Exercise details → According to the talk abstract on Dirichlet process mixture models, what kind of algorithm performs inference for the skew-t model?

Document text →

Dirichlet process mixture models for clustering with applications to flow-cytometry and transcriptomics
Boris Hejblum, Inserm U1219 Bordeaux Population Health research center.
28th of November 2025
Abstract:
Dirichlet process mixture models (DPMMs) offer a powerful Bayesian nonparametric framework for clustering high-dimensional biological data, providing the flexibility to infer the number of clusters directly from the data. This is particularly valuable in modern flow-cytometry where technological advances allow the measurement of hundred of thousands of single cells at once, or in RNA-seq data featuring thousands of gene expressions. Such datasets are inherently heterogeneous, often exhibit non-Gaussian structure, and challenge traditional parametric clustering methods that rely on pre-specifying the number of cell populations in flow cytometry data of the number of biological groups from transcriptomics. To address these complexities, we aim to develop scalable inference for adaptive DPMMs. We propose a Dirichlet process mixture of multivariate skew-t distributions, enabling robust modeling of asymmetric and heavy-tailed cell population shapes in flow-cytometry data. Inference is performed via an efficient slice-sampling–based Markov chain Monte Carlo algorithm, coupled with a sequential strategy that propagates posterior information across longitudinal measurements. Unfortunately, this MCMC approach fails to scale to the thousands dimension of transcriptomics where it becomes computationally prohibitive. Therefore we also introduce a new collapsed variational inference procedure for Gaussian DPMMs with unknown covariance structure and adaptive estimation of the concentration parameter. Using a stick-breaking representation and weakly informative priors, this approach provides fast convergence while preserving key hierarchical dependencies typically lost in mean-field approximations. Both inference methods achieve strong performance in numerical simulations. Better suited to flow-cytometry, our sequential skew-t DPMM outperforms existing tools on benchmark datasets and enables improved characterization of longitudinal immune responses in the DALIA-1 HIV therapeutic vaccine trial. Our collapsed variational inference of Gaussian DPMMs accurately recovers all known leukemia subtypes from a reduced signature of an initial 2,194 gene expression profiles across 72 patients, and can additionally identifies a novel biologically meaningful sub-cluster with the larger signature.

Information →

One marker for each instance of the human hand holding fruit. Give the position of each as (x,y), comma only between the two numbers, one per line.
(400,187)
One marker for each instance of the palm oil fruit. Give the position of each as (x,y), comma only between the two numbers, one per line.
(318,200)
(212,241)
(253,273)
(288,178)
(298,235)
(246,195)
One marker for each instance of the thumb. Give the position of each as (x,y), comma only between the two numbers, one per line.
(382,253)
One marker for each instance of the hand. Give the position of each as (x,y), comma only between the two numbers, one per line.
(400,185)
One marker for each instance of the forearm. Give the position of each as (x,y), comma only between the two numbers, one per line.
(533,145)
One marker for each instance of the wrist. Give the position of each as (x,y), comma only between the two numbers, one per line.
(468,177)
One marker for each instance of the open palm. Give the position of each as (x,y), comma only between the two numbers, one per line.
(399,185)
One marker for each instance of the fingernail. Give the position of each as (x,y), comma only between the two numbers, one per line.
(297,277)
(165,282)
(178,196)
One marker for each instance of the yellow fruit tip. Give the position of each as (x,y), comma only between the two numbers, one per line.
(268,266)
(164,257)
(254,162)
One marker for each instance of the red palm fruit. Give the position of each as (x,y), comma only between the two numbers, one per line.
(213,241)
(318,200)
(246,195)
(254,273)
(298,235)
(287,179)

Response area → An efficient slice-sampling–based Markov chain Monte Carlo algorithm.